=== Tarea requerida ===
Pasa todos los registros siguientes a una tabla Markdown con las columnas «N.º» y «Contenido», una fila por línea y sin incluir las líneas en blanco.

Ejemplos de etiquetado de puntos
────────────────

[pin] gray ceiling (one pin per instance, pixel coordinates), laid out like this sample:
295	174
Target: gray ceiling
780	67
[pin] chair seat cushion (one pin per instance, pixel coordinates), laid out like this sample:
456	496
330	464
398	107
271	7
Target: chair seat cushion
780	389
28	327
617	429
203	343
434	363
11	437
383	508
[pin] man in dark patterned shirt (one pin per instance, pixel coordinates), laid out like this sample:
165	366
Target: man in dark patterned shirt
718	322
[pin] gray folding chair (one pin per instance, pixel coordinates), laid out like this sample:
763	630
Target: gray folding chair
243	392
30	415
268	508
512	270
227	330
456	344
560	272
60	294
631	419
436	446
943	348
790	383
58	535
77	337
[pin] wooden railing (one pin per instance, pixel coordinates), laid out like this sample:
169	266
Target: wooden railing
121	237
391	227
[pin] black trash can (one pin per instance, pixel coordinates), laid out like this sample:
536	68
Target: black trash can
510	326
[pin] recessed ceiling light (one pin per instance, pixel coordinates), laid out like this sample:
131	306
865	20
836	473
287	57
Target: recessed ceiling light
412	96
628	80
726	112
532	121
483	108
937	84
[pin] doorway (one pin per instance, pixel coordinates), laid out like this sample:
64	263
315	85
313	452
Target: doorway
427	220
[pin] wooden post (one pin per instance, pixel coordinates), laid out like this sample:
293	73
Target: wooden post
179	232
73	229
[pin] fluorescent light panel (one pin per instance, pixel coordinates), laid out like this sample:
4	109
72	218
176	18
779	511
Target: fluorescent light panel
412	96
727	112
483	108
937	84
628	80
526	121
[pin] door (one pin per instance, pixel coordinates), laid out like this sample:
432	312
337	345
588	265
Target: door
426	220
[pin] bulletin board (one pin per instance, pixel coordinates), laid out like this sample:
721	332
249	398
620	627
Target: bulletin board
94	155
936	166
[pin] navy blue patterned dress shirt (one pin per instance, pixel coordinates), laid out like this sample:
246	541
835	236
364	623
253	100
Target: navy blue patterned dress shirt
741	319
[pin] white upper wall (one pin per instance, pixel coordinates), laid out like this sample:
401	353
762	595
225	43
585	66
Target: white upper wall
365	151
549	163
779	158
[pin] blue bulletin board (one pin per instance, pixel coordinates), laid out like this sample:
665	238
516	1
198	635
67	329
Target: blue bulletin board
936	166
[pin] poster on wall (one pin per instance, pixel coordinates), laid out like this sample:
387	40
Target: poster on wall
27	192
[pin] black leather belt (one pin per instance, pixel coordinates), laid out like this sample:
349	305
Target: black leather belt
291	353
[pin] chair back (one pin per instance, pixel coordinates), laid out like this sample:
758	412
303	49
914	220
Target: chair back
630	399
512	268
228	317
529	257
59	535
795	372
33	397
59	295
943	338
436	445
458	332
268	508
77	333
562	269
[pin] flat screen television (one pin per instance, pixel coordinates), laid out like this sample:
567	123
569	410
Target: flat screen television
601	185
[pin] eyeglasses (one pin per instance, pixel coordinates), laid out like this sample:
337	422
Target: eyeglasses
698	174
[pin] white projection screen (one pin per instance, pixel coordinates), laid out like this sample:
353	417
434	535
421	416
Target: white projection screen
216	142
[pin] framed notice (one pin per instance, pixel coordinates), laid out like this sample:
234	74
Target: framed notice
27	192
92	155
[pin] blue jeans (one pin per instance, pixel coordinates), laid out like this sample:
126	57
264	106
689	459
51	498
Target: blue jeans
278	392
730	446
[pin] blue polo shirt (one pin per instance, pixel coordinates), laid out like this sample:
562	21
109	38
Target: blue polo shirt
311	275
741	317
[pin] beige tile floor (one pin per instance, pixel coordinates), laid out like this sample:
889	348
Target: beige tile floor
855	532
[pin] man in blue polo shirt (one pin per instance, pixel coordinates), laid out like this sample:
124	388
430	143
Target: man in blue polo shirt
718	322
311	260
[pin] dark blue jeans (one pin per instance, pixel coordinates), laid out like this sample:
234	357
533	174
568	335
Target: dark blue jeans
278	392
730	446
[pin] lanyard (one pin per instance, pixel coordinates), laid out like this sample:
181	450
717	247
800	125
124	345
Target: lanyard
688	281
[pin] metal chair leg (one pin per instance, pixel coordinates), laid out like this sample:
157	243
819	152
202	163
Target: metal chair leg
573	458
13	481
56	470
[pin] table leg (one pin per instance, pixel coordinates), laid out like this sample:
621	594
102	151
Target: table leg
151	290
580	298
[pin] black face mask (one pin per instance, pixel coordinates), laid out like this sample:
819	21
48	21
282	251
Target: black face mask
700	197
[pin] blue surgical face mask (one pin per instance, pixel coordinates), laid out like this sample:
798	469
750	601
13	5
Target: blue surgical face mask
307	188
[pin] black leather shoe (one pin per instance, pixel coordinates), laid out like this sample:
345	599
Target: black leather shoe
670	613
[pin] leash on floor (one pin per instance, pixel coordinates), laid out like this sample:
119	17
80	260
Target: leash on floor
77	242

────────────────

=== Solución del ejercicio ===
| N.º | Contenido |
|---|---|
| 1 | [pin] gray ceiling (one pin per instance, pixel coordinates), laid out like this sample: |
| 2 | 295	174 |
| 3 | Target: gray ceiling |
| 4 | 780	67 |
| 5 | [pin] chair seat cushion (one pin per instance, pixel coordinates), laid out like this sample: |
| 6 | 456	496 |
| 7 | 330	464 |
| 8 | 398	107 |
| 9 | 271	7 |
| 10 | Target: chair seat cushion |
| 11 | 780	389 |
| 12 | 28	327 |
| 13 | 617	429 |
| 14 | 203	343 |
| 15 | 434	363 |
| 16 | 11	437 |
| 17 | 383	508 |
| 18 | [pin] man in dark patterned shirt (one pin per instance, pixel coordinates), laid out like this sample: |
| 19 | 165	366 |
| 20 | Target: man in dark patterned shirt |
| 21 | 718	322 |
| 22 | [pin] gray folding chair (one pin per instance, pixel coordinates), laid out like this sample: |
| 23 | 763	630 |
| 24 | Target: gray folding chair |
| 25 | 243	392 |
| 26 | 30	415 |
| 27 | 268	508 |
| 28 | 512	270 |
| 29 | 227	330 |
| 30 | 456	344 |
| 31 | 560	272 |
| 32 | 60	294 |
| 33 | 631	419 |
| 34 | 436	446 |
| 35 | 943	348 |
| 36 | 790	383 |
| 37 | 58	535 |
| 38 | 77	337 |
| 39 | [pin] wooden railing (one pin per instance, pixel coordinates), laid out like this sample: |
| 40 | 169	266 |
| 41 | Target: wooden railing |
| 42 | 121	237 |
| 43 | 391	227 |
| 44 | [pin] black trash can (one pin per instance, pixel coordinates), laid out like this sample: |
| 45 | 536	68 |
| 46 | Target: black trash can |
| 47 | 510	326 |
| 48 | [pin] recessed ceiling light (one pin per instance, pixel coordinates), laid out like this sample: |
| 49 | 131	306 |
| 50 | 865	20 |
| 51 | 836	473 |
| 52 | 287	57 |
| 53 | Target: recessed ceiling light |
| 54 | 412	96 |
| 55 | 628	80 |
| 56 | 726	112 |
| 57 | 532	121 |
| 58 | 483	108 |
| 59 | 937	84 |
| 60 | [pin] doorway (one pin per instance, pixel coordinates), laid out like this sample: |
| 61 | 64	263 |
| 62 | 315	85 |
| 63 | 313	452 |
| 64 | Target: doorway |
| 65 | 427	220 |
| 66 | [pin] wooden post (one pin per instance, pixel coordinates), laid out like this sample: |
| 67 | 293	73 |
| 68 | Target: wooden post |
| 69 | 179	232 |
| 70 | 73	229 |
| 71 | [pin] fluorescent light panel (one pin per instance, pixel coordinates), laid out like this sample: |
| 72 | 4	109 |
| 73 | 72	218 |
| 74 | 176	18 |
| 75 | 779	511 |
| 76 | Target: fluorescent light panel |
| 77 | 412	96 |
| 78 | 727	112 |
| 79 | 483	108 |
| 80 | 937	84 |
| 81 | 628	80 |
| 82 | 526	121 |
| 83 | [pin] door (one pin per instance, pixel coordinates), laid out like this sample: |
| 84 | 432	312 |
| 85 | 337	345 |
| 86 | 588	265 |
| 87 | Target: door |
| 88 | 426	220 |
| 89 | [pin] bulletin board (one pin per instance, pixel coordinates), laid out like this sample: |
| 90 | 721	332 |
| 91 | 249	398 |
| 92 | 620	627 |
| 93 | Target: bulletin board |
| 94 | 94	155 |
| 95 | 936	166 |
| 96 | [pin] navy blue patterned dress shirt (one pin per instance, pixel coordinates), laid out like this sample: |
| 97 | 246	541 |
| 98 | 835	236 |
| 99 | 364	623 |
| 100 | 253	100 |
| 101 | Target: navy blue patterned dress shirt |
| 102 | 741	319 |
| 103 | [pin] white upper wall (one pin per instance, pixel coordinates), laid out like this sample: |
| 104 | 401	353 |
| 105 | 762	595 |
| 106 | 225	43 |
| 107 | 585	66 |
| 108 | Target: white upper wall |
| 109 | 365	151 |
| 110 | 549	163 |
| 111 | 779	158 |
| 112 | [pin] blue bulletin board (one pin per instance, pixel coordinates), laid out like this sample: |
| 113 | 665	238 |
| 114 | 516	1 |
| 115 | 198	635 |
| 116 | 67	329 |
| 117 | Target: blue bulletin board |
| 118 | 936	166 |
| 119 | [pin] poster on wall (one pin per instance, pixel coordinates), laid out like this sample: |
| 120 | 387	40 |
| 121 | Target: poster on wall |
| 122 | 27	192 |
| 123 | [pin] black leather belt (one pin per instance, pixel coordinates), laid out like this sample: |
| 124 | 349	305 |
| 125 | Target: black leather belt |
| 126 | 291	353 |
| 127 | [pin] chair back (one pin per instance, pixel coordinates), laid out like this sample: |
| 128 | 758	412 |
| 129 | 303	49 |
| 130 | 914	220 |
| 131 | Target: chair back |
| 132 | 630	399 |
| 133 | 512	268 |
| 134 | 228	317 |
| 135 | 529	257 |
| 136 | 59	535 |
| 137 | 795	372 |
| 138 | 33	397 |
| 139 | 59	295 |
| 140 | 943	338 |
| 141 | 436	445 |
| 142 | 458	332 |
| 143 | 268	508 |
| 144 | 77	333 |
| 145 | 562	269 |
| 146 | [pin] flat screen television (one pin per instance, pixel coordinates), laid out like this sample: |
| 147 | 567	123 |
| 148 | 569	410 |
| 149 | Target: flat screen television |
| 150 | 601	185 |
| 151 | [pin] eyeglasses (one pin per instance, pixel coordinates), laid out like this sample: |
| 152 | 337	422 |
| 153 | Target: eyeglasses |
| 154 | 698	174 |
| 155 | [pin] white projection screen (one pin per instance, pixel coordinates), laid out like this sample: |
| 156 | 353	417 |
| 157 | 434	535 |
| 158 | 421	416 |
| 159 | Target: white projection screen |
| 160 | 216	142 |
| 161 | [pin] framed notice (one pin per instance, pixel coordinates), laid out like this sample: |
| 162 | 234	74 |
| 163 | Target: framed notice |
| 164 | 27	192 |
| 165 | 92	155 |
| 166 | [pin] blue jeans (one pin per instance, pixel coordinates), laid out like this sample: |
| 167 | 126	57 |
| 168 | 264	106 |
| 169 | 689	459 |
| 170 | 51	498 |
| 171 | Target: blue jeans |
| 172 | 278	392 |
| 173 | 730	446 |
| 174 | [pin] blue polo shirt (one pin per instance, pixel coordinates), laid out like this sample: |
| 175 | 562	21 |
| 176 | 109	38 |
| 177 | Target: blue polo shirt |
| 178 | 311	275 |
| 179 | 741	317 |
| 180 | [pin] beige tile floor (one pin per instance, pixel coordinates), laid out like this sample: |
| 181 | 889	348 |
| 182 | Target: beige tile floor |
| 183 | 855	532 |
| 184 | [pin] man in blue polo shirt (one pin per instance, pixel coordinates), laid out like this sample: |
| 185 | 124	388 |
| 186 | 430	143 |
| 187 | Target: man in blue polo shirt |
| 188 | 718	322 |
| 189 | 311	260 |
| 190 | [pin] dark blue jeans (one pin per instance, pixel coordinates), laid out like this sample: |
| 191 | 234	357 |
| 192 | 533	174 |
| 193 | 568	335 |
| 194 | Target: dark blue jeans |
| 195 | 278	392 |
| 196 | 730	446 |
| 197 | [pin] lanyard (one pin per instance, pixel coordinates), laid out like this sample: |
| 198 | 181	450 |
| 199 | 717	247 |
| 200 | 800	125 |
| 201 | 124	345 |
| 202 | Target: lanyard |
| 203 | 688	281 |
| 204 | [pin] metal chair leg (one pin per instance, pixel coordinates), laid out like this sample: |
| 205 | 157	243 |
| 206 | 819	152 |
| 207 | 202	163 |
| 208 | Target: metal chair leg |
| 209 | 573	458 |
| 210 | 13	481 |
| 211 | 56	470 |
| 212 | [pin] table leg (one pin per instance, pixel coordinates), laid out like this sample: |
| 213 | 621	594 |
| 214 | 102	151 |
| 215 | Target: table leg |
| 216 | 151	290 |
| 217 | 580	298 |
| 218 | [pin] black face mask (one pin per instance, pixel coordinates), laid out like this sample: |
| 219 | 819	21 |
| 220 | 48	21 |
| 221 | 282	251 |
| 222 | Target: black face mask |
| 223 | 700	197 |
| 224 | [pin] blue surgical face mask (one pin per instance, pixel coordinates), laid out like this sample: |
| 225 | 798	469 |
| 226 | 750	601 |
| 227 | 13	5 |
| 228 | Target: blue surgical face mask |
| 229 | 307	188 |
| 230 | [pin] black leather shoe (one pin per instance, pixel coordinates), laid out like this sample: |
| 231 | 345	599 |
| 232 | Target: black leather shoe |
| 233 | 670	613 |
| 234 | [pin] leash on floor (one pin per instance, pixel coordinates), laid out like this sample: |
| 235 | 119	17 |
| 236 | 80	260 |
| 237 | Target: leash on floor |
| 238 | 77	242 |